> Given information:

— BEGIN —

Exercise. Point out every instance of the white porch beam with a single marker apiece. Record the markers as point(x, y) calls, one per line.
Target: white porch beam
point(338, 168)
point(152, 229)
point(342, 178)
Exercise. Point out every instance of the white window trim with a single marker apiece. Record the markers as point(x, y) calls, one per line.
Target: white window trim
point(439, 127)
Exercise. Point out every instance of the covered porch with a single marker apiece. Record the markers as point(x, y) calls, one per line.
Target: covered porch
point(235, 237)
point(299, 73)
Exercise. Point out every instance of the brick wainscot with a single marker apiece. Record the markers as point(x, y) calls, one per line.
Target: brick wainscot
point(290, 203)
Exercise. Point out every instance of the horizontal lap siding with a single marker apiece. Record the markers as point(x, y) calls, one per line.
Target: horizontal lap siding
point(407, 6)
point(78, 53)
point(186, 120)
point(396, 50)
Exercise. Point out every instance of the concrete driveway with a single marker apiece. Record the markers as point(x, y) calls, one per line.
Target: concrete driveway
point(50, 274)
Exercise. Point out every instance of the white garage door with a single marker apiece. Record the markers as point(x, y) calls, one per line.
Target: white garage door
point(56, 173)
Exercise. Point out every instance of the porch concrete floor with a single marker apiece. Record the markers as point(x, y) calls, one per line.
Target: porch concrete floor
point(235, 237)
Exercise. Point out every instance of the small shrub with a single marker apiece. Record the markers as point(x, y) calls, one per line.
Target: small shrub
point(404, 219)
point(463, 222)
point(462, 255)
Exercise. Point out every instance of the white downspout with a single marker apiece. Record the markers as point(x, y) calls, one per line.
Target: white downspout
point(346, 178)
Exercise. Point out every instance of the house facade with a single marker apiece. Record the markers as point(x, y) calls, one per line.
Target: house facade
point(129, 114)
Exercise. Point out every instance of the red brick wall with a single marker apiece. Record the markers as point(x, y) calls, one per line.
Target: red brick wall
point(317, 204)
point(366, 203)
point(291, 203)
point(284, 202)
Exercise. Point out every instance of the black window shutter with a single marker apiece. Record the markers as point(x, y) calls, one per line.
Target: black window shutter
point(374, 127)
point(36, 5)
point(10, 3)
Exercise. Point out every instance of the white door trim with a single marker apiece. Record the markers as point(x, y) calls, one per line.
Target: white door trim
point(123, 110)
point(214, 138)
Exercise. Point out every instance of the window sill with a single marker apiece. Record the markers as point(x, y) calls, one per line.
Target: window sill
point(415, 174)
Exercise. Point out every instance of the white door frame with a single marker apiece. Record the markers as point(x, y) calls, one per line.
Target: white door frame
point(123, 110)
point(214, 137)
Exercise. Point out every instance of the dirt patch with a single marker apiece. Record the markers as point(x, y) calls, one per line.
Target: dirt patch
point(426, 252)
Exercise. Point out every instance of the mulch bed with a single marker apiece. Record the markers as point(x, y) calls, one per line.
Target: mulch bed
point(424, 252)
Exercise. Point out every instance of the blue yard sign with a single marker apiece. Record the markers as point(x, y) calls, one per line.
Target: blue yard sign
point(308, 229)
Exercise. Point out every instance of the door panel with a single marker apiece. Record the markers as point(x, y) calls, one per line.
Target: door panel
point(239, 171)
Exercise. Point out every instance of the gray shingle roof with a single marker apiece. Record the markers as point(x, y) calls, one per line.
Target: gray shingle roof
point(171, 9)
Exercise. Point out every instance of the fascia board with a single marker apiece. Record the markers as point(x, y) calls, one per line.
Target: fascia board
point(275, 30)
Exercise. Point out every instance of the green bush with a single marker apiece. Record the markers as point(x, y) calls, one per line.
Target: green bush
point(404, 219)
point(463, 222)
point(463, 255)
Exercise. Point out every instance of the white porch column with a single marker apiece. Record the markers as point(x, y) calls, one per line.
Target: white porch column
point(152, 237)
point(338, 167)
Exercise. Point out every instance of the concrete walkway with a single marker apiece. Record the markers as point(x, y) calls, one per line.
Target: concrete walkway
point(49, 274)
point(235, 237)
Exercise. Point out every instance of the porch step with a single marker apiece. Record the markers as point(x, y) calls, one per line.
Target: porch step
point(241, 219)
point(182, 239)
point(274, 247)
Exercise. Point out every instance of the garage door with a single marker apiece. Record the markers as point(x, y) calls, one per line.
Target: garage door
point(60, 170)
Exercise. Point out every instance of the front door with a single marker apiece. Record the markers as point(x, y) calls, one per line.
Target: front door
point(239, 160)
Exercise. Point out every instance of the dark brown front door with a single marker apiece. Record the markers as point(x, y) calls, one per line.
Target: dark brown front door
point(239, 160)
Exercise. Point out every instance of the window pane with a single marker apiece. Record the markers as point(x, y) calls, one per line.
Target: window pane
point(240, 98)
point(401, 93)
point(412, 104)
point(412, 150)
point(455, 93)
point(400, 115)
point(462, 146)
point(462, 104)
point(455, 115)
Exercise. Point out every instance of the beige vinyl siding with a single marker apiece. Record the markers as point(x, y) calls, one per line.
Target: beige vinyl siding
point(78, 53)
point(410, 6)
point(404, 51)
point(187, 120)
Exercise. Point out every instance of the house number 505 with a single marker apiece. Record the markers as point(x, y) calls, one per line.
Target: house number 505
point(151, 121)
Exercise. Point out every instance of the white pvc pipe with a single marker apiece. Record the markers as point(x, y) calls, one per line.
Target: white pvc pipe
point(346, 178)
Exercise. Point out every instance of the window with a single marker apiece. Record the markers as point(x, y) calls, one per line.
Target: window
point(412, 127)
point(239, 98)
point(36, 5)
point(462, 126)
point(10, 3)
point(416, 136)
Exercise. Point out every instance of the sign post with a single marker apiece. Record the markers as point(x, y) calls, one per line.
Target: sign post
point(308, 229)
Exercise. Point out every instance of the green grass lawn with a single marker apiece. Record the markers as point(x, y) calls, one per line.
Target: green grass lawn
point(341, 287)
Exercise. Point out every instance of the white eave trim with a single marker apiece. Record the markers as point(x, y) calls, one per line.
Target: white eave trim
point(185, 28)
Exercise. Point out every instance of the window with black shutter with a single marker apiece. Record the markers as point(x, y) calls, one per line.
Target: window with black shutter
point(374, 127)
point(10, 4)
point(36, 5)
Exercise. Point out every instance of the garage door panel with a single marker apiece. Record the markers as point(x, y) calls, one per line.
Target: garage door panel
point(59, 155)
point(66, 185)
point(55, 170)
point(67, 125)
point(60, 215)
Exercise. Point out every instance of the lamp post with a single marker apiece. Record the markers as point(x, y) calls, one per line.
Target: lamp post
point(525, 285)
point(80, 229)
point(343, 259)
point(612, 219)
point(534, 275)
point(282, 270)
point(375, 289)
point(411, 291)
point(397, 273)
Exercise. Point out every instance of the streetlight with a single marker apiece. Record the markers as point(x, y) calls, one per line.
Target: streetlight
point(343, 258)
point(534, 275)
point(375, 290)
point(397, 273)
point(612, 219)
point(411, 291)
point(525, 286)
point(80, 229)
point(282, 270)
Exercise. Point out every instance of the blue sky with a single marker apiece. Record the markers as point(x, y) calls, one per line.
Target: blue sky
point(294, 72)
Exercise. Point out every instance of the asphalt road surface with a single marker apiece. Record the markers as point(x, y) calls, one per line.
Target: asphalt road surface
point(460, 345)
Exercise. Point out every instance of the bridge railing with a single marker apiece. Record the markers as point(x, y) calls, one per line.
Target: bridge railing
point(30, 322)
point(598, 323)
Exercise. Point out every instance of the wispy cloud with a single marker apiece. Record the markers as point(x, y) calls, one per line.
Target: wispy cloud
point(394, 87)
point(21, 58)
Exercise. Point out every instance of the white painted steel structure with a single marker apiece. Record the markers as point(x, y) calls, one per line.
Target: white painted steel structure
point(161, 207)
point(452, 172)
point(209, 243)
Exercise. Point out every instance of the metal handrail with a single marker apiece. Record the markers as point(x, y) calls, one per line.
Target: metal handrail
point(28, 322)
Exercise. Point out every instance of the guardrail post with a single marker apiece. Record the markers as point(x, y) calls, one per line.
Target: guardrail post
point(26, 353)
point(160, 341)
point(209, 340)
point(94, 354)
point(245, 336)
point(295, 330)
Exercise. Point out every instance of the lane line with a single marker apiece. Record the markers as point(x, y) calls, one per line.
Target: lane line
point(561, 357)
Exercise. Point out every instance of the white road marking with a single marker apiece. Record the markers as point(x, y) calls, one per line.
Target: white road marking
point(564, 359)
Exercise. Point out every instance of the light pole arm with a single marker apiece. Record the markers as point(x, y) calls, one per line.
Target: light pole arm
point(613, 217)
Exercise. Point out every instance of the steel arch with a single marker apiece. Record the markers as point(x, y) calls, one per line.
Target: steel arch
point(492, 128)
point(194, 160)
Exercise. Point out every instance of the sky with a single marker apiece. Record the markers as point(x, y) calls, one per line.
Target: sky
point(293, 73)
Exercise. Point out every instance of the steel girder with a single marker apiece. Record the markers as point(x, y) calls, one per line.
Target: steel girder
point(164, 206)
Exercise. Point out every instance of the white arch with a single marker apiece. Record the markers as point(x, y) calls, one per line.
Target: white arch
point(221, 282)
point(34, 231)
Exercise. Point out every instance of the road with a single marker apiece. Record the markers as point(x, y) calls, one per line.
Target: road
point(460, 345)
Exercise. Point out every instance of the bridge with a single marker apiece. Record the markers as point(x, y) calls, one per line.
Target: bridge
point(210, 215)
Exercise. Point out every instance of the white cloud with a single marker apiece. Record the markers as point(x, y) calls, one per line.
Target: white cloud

— END —

> What the task requires: Copy the rows above word for word, starting at the first row and ending at the row that contains "point(342, 178)".

> Completed exercise:
Exercise. Point out every instance of the white porch beam with a single marker apiece. Record the markers as point(x, y) calls, one per line.
Target: white porch beam
point(338, 168)
point(152, 229)
point(342, 178)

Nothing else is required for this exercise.